» Your goal
Everything from the line containing "of the scaly" to the end of the records should be reproduced exactly, and nothing before it.

» Records for the exercise
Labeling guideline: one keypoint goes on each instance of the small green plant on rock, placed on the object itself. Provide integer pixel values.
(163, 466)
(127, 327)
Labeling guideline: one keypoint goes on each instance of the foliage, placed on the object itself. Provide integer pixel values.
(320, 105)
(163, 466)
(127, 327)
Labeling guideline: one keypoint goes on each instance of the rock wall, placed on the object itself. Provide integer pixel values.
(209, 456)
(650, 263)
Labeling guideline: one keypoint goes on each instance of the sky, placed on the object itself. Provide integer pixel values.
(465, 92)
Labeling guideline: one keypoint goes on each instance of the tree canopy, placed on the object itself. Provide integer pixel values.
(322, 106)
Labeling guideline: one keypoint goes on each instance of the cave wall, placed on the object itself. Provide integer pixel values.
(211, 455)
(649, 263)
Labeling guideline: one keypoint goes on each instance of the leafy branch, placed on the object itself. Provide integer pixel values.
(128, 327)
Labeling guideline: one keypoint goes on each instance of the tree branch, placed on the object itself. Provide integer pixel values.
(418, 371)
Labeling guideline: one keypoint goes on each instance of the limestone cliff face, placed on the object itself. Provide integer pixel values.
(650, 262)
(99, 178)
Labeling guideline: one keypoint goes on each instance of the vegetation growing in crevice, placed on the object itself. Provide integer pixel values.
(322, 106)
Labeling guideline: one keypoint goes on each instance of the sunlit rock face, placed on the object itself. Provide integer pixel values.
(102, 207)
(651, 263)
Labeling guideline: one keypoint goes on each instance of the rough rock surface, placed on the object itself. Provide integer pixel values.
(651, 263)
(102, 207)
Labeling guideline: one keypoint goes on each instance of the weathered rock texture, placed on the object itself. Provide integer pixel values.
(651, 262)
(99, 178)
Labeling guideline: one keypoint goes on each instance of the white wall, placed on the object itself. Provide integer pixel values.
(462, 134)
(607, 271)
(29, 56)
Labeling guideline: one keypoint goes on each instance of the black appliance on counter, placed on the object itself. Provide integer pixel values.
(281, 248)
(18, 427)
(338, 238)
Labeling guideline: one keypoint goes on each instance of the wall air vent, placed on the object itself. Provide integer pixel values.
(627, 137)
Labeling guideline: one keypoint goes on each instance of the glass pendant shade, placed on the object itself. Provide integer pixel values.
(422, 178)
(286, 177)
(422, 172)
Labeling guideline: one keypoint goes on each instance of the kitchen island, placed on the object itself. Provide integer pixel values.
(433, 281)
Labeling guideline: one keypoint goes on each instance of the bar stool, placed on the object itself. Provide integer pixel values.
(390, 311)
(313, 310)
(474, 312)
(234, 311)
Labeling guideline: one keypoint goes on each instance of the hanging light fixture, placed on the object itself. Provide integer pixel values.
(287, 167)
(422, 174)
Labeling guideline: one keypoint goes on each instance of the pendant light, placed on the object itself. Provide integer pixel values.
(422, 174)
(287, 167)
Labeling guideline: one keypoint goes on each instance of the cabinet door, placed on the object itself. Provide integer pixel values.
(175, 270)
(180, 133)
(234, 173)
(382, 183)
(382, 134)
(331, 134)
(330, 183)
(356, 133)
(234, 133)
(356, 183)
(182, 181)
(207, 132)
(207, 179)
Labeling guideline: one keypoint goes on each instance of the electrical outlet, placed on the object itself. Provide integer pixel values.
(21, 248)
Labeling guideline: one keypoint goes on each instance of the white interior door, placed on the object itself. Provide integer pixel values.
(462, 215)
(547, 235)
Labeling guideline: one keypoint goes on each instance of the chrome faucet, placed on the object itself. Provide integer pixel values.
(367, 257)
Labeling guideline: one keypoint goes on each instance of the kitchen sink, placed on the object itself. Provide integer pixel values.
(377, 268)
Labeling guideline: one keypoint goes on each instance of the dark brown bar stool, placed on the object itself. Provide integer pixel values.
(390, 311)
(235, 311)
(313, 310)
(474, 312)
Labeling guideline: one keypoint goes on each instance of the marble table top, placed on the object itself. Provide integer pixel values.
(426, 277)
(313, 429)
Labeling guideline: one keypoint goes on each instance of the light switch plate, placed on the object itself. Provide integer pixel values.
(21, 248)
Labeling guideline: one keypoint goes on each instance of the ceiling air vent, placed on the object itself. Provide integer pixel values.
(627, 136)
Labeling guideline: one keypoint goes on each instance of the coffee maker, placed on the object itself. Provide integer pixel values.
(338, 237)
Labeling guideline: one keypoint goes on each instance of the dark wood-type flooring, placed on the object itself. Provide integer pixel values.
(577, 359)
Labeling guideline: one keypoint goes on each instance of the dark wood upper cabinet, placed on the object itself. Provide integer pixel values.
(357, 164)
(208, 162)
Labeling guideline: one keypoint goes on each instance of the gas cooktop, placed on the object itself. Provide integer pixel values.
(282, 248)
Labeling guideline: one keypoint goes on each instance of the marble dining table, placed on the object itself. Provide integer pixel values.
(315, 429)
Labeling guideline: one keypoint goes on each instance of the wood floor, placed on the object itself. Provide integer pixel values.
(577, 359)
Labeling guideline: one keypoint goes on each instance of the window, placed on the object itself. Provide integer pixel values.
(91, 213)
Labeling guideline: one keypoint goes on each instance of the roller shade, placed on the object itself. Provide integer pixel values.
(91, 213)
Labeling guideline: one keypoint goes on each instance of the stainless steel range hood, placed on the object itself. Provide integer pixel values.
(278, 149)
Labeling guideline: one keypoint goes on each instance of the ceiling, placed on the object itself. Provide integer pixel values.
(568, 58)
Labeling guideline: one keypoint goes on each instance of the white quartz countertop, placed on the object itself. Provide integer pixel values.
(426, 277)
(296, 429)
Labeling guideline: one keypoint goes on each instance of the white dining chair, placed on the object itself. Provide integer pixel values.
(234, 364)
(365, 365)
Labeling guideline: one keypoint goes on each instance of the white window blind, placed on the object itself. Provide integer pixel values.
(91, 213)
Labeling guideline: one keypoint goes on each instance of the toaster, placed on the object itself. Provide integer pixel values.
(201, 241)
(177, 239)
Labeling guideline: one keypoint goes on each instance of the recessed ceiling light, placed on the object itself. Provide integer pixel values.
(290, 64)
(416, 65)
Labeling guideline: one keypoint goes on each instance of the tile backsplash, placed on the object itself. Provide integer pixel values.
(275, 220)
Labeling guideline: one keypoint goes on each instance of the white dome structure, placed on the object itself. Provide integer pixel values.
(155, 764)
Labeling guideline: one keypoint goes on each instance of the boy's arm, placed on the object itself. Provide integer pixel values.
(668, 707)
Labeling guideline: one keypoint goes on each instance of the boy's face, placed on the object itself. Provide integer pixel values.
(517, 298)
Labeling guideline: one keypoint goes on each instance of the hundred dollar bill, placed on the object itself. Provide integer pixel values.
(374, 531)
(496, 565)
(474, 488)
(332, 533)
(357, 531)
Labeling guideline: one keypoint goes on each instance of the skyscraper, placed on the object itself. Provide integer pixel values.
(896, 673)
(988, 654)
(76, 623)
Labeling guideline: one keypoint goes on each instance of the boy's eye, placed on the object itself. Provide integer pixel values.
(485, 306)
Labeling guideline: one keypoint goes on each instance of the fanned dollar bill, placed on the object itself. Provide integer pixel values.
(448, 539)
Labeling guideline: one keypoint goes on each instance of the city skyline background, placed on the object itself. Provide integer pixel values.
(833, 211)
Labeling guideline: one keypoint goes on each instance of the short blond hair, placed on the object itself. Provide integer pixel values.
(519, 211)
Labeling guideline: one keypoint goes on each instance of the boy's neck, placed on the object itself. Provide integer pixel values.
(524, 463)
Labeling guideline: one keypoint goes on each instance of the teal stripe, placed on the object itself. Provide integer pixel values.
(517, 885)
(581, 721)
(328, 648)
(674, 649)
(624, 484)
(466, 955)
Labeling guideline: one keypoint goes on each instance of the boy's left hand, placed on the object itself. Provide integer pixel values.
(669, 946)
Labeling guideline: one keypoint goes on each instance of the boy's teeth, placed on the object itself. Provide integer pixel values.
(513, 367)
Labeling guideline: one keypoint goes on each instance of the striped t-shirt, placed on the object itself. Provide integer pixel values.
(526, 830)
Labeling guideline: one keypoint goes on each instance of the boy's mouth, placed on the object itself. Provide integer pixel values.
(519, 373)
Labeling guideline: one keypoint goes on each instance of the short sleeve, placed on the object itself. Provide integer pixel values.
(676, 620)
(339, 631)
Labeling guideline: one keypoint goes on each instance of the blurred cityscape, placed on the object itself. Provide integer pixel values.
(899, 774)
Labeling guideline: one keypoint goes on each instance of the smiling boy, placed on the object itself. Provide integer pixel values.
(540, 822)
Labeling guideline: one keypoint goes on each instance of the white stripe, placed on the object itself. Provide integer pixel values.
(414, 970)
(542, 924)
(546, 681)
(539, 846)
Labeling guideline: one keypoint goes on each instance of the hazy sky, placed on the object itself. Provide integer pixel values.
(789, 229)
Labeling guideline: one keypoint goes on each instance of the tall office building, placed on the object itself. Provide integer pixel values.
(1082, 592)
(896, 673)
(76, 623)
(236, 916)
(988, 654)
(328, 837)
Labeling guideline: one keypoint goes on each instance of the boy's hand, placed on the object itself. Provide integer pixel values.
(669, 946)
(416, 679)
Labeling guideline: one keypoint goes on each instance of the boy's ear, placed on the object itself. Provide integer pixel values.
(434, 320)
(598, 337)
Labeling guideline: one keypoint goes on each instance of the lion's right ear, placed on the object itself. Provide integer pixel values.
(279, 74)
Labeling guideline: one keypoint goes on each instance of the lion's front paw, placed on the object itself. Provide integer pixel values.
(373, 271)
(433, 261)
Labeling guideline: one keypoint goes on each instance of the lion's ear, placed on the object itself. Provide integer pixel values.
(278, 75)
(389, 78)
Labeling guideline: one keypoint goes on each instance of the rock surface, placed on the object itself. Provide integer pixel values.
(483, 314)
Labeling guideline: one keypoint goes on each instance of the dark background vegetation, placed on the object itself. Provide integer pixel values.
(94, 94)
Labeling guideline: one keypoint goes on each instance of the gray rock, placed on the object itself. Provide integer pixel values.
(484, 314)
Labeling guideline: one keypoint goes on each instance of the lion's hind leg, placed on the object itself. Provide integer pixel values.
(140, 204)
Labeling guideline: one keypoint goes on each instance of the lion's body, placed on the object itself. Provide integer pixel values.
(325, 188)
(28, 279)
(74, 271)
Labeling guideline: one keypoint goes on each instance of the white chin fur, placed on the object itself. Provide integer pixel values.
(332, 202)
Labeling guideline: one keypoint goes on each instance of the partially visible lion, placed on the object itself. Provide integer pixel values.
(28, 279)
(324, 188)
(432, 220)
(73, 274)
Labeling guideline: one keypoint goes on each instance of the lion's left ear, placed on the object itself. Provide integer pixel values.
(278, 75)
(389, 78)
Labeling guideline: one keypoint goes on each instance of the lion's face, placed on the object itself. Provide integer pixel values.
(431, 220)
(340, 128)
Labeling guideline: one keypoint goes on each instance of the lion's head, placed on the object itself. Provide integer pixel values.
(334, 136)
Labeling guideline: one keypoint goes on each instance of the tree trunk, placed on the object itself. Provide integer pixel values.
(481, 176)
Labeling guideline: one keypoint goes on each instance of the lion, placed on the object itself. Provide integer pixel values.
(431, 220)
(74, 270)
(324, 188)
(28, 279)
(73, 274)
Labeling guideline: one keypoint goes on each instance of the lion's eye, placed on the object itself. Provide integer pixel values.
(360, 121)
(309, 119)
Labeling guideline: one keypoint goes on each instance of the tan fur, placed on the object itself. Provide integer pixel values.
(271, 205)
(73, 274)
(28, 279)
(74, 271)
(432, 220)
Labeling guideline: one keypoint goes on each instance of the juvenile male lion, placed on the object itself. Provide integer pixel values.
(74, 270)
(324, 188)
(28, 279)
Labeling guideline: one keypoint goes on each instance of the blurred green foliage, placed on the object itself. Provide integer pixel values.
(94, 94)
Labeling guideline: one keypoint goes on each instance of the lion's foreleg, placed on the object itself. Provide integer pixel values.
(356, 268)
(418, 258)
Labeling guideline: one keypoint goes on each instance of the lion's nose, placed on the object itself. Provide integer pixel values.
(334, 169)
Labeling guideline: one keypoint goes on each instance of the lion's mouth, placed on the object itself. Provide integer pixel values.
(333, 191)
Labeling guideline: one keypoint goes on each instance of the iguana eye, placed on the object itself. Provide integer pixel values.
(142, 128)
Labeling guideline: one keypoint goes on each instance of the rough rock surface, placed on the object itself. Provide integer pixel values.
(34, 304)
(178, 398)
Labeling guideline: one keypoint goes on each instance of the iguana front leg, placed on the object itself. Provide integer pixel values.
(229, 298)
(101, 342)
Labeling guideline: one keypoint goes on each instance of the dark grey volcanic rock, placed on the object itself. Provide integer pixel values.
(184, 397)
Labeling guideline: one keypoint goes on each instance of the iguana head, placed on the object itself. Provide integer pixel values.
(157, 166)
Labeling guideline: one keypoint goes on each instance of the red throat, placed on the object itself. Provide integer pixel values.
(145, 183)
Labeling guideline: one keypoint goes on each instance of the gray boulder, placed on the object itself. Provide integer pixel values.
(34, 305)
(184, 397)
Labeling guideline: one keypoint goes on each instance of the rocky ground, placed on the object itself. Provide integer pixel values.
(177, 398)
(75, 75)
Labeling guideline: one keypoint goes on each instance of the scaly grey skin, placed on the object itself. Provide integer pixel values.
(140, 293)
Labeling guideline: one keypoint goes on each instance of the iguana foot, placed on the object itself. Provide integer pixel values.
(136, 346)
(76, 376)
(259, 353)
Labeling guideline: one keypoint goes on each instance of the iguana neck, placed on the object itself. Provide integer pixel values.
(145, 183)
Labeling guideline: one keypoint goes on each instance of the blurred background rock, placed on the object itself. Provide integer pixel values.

» Reply to the exercise
Labeling guideline: one keypoint goes on each instance of the scaly grey skin, placed on the object itself. Provide integer pixel values.
(140, 293)
Labeling guideline: one keypoint goes on each instance of the iguana foot, placed on the object itself. Provide integer pixel values.
(136, 346)
(76, 376)
(259, 353)
Labeling guideline: one keypoint goes on each instance of the iguana neck, placed on the object itself. Provide integer pixel values.
(145, 183)
Labeling guideline: one keypoint goes on each instance of the blurred background rock, placed on the object itself. Provide integer pixel values.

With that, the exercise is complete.